El diputado de Más Madrid, Emilio Delgado, generó una polémica cuando dijo que “durante mucho tiempo ha habido mucha gente que ha estado invisibilizada. Hay que hacer visible a toda esa parte de la población y tiene que tener sus derechos absolutamente reconocidos. Hay que hacerlo de tal manera que hagamos visible lo que ha sido invisible hasta ahora sin invisibilizar lo que siempre ha sido visible, es decir, sin sustituir, sin desplazar a la población que siempre ha gozado de mayor visibilidad. Y en esto no siempre acertamos”.
Es evidente que con “los que siempre han sido visibles” se refería a los sectores mayoritarios de hombres, heterosexuales, blancos… Y daba en el clavo reconociendo que muchos de ellos se han visto ignorados en el discurso de la izquierda y se están yendo a la derecha.
Parafraseando la tesis de Daniel Bernabé que acuñó en su libro “La trampa de la diversidad”, creo que ahora podemos hablar igualmente de “la trampa de la visibilidad”.

▶ **Material proporcionado**:
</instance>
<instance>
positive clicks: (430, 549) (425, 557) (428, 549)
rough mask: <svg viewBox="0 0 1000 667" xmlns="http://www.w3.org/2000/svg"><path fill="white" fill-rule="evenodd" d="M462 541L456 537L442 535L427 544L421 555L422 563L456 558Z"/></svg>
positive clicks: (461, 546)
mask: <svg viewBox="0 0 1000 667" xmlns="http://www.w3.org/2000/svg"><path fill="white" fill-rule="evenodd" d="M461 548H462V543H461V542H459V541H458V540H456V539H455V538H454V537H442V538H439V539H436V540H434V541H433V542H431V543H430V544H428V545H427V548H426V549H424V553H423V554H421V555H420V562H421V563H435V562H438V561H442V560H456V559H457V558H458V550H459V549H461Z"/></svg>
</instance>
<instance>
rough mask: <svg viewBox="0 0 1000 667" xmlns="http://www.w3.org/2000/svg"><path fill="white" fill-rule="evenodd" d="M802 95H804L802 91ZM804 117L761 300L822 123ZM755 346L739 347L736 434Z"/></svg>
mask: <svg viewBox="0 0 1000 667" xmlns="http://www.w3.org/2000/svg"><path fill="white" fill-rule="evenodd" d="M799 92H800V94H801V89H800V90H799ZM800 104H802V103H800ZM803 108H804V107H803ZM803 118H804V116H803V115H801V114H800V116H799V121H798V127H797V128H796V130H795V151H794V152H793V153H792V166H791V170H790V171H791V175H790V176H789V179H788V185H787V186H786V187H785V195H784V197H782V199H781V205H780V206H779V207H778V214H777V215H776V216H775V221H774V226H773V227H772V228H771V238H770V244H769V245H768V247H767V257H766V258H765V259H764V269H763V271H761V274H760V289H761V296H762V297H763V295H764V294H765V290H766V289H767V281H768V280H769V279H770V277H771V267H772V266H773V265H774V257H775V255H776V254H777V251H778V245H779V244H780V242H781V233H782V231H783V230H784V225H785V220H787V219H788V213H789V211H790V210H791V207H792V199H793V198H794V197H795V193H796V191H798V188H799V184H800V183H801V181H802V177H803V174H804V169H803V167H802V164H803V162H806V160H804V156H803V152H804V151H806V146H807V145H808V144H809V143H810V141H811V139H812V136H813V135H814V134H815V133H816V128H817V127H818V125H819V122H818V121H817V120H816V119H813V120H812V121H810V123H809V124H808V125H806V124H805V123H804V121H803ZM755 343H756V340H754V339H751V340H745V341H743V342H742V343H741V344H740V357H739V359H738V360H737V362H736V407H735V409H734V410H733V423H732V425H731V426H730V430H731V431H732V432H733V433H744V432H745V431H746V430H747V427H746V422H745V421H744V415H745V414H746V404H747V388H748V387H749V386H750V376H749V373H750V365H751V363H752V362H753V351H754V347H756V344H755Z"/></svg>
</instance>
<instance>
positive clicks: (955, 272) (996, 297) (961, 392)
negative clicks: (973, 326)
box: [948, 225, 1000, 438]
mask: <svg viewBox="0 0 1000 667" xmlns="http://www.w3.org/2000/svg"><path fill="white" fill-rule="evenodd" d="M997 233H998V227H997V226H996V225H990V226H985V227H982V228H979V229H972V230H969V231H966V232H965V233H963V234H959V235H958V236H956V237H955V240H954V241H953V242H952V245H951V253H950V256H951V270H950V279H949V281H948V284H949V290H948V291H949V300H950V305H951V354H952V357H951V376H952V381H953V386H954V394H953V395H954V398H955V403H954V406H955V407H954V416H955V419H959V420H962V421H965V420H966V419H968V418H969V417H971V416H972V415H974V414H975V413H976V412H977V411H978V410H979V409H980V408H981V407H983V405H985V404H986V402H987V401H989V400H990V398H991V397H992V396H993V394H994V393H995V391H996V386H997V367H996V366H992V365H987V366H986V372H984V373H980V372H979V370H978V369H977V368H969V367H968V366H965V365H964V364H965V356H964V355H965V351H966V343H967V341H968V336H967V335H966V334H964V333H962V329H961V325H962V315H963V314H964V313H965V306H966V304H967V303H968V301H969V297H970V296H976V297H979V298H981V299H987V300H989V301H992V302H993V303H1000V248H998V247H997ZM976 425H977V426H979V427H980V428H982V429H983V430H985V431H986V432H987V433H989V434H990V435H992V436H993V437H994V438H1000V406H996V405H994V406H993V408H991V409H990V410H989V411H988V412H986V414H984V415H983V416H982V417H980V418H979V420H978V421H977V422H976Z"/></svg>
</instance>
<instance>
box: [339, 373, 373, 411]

▶ **Actividad**:
¿Cómo se titula el libro de Daniel Bernabé que se cita en el fragmento? El material no interviene en este ejercicio.

▶ **Respuesta**:
«La trampa de la diversidad».